• [EXERCISE DESCRIPTION]:
Repeat each line exactly as it is written.

Position annotation records
+++++

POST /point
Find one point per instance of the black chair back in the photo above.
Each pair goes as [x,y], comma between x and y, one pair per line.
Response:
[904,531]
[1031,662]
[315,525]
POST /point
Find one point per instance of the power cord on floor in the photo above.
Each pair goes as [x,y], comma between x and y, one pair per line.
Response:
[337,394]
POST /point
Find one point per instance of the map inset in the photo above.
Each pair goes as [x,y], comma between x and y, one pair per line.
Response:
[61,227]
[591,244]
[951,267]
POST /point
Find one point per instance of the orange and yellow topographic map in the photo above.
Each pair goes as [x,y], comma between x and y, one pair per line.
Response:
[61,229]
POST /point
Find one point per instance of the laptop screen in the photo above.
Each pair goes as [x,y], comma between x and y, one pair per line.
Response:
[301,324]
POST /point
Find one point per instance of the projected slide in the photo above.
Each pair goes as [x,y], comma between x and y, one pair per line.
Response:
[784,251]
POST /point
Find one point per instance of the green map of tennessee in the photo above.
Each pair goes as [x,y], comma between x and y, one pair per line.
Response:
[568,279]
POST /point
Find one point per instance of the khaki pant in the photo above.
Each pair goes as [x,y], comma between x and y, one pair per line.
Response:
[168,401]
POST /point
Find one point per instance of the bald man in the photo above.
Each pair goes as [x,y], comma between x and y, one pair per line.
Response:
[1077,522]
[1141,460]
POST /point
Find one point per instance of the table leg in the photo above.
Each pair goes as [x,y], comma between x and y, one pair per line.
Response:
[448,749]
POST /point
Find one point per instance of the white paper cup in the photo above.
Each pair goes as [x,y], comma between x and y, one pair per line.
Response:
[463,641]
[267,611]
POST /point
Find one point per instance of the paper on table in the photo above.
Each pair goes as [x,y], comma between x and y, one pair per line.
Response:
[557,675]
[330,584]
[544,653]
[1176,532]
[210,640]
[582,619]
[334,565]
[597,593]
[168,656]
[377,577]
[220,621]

+++++

• [RESULT FOR THIS TASK]:
POST /point
Find one point per instance of the black chair back in the photo above.
Each pair goes as [x,y], comma between x and y, one pair per line.
Response:
[904,531]
[1031,662]
[315,525]
POST /point
Find one point per instance of the power cord on floor in the photo above.
Each pair goes as [x,y], comma between x and y, one pair per line.
Response:
[337,394]
POST /point
Find one point per instance of the map inset in the photo above.
Each pair goes as [x,y], comma between x and y, one pair per line.
Response:
[61,227]
[591,244]
[951,267]
POST /point
Find one point per instance of the orange and yellow topographic map in the photo above.
Each pair goes as [x,y], comma between x and y, one pair per line.
Response:
[61,229]
POST /point
Find one point per instance of the laptop screen in the photo above.
Each pair goes as [x,y], comma between x and y, one pair per line.
Response:
[301,324]
POST /point
Find one point per instance of the projected slide in the photo above.
Each pair goes as [x,y], comma between x and y, one pair per line.
Response:
[784,251]
POST /point
Find one point per instance of the green map of tennessee in the photo above.
Each pair goes as [x,y], comma between x and y, one pair per line.
Response:
[568,279]
POST /point
Find one point per instance of the khaki pant in the photo above.
Each pair goes as [x,y], comma between x and y, one pair per line.
Response:
[168,401]
POST /point
Find one point per instance of the bald man in the photo above.
Each pair goes as [x,y], comma between x and y, one pair per line.
Response:
[1077,522]
[1141,460]
POST /point
Find one point per instance of the table leg in the photo above.
Each pair goes as [x,y], comma between x and y, one pair per line.
Response:
[448,749]
POST /point
Find one point per instance of the white paper cup in the photo above.
Each pair goes as [x,y], comma between x and y, one pair per line.
Response:
[463,641]
[267,611]
POST /point
Find one point per instance of the paper on table in the photo above.
Each pair goes as [x,y], comma between x and y, one pair per line.
Response:
[557,675]
[330,584]
[544,653]
[1176,532]
[210,640]
[582,619]
[334,565]
[597,593]
[168,656]
[377,577]
[220,621]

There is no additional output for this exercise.